→ **Problem details**: Please copy the material below line for line without any changes, leaving out the pictures.

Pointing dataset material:
═══

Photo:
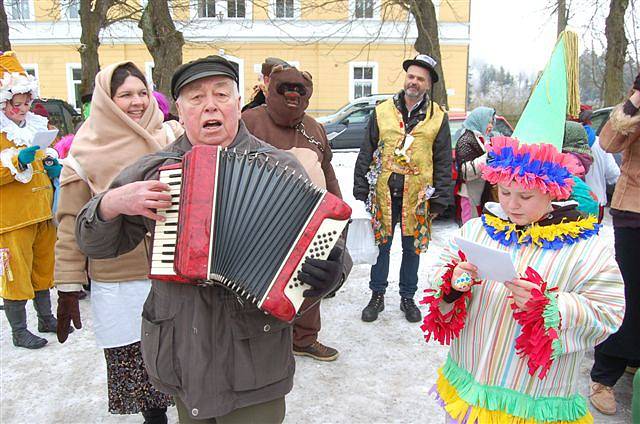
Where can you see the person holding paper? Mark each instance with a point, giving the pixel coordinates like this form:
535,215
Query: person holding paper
27,235
516,346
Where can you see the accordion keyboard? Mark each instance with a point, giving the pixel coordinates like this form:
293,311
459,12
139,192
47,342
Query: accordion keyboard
166,233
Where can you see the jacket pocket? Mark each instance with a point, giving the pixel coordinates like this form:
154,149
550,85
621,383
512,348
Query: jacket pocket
158,351
261,350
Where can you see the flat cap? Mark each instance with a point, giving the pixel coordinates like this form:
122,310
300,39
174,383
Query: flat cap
423,61
270,63
202,68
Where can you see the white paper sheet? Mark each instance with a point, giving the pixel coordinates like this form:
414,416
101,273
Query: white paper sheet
493,264
44,138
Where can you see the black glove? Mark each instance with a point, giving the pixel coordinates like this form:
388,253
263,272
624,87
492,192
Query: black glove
322,275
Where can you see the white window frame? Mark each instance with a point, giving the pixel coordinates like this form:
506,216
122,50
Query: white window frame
240,63
71,91
9,9
66,5
148,73
296,11
374,81
221,5
36,71
376,11
221,11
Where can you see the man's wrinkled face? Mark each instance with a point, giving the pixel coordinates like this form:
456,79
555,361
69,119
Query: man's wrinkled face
209,109
416,82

═══

→ **Written solution**:
Photo:
Where can you see the person holding paper? Mark each instance with a point, giving the pixel coordinates like this form:
535,215
Query: person holding paper
27,235
516,346
Where can you see the accordion keyboard? Mark each instance with a point, giving the pixel coordinates like this form:
293,311
459,12
139,192
47,342
Query: accordion keyboard
166,233
Where can you see the jacket pocket? Mark each instance with a point, giving the pixel coordinates like this form:
154,149
550,85
621,383
512,348
Query: jacket pocket
158,351
261,350
Where can you see the flat cap? Mark each instance with a point, giving the pixel coordinates like this form:
122,310
300,39
174,383
Query: flat cap
423,61
270,63
202,68
Where can you see the white paper sheet? Mark each instance with a point, giving the pixel coordinates like this form:
414,416
101,273
Query: white paper sheet
493,264
44,138
Where can you see the black glove? Mark each instance with a point, giving the pixel coordinates like this form:
388,253
263,272
624,87
492,192
Query: black glove
322,275
Where can you see the white window frame? Mark each instance with a point, giving the pixel coordinates like this form:
506,216
122,50
Query: white window frame
240,63
71,91
9,9
66,5
148,73
296,11
374,81
221,5
36,71
376,11
221,11
Where can you see the man's wrinkled face? Mark each instance with a point, giving the pixel coordinates like this form:
456,79
555,361
69,119
Query: man's wrinkled face
209,109
416,82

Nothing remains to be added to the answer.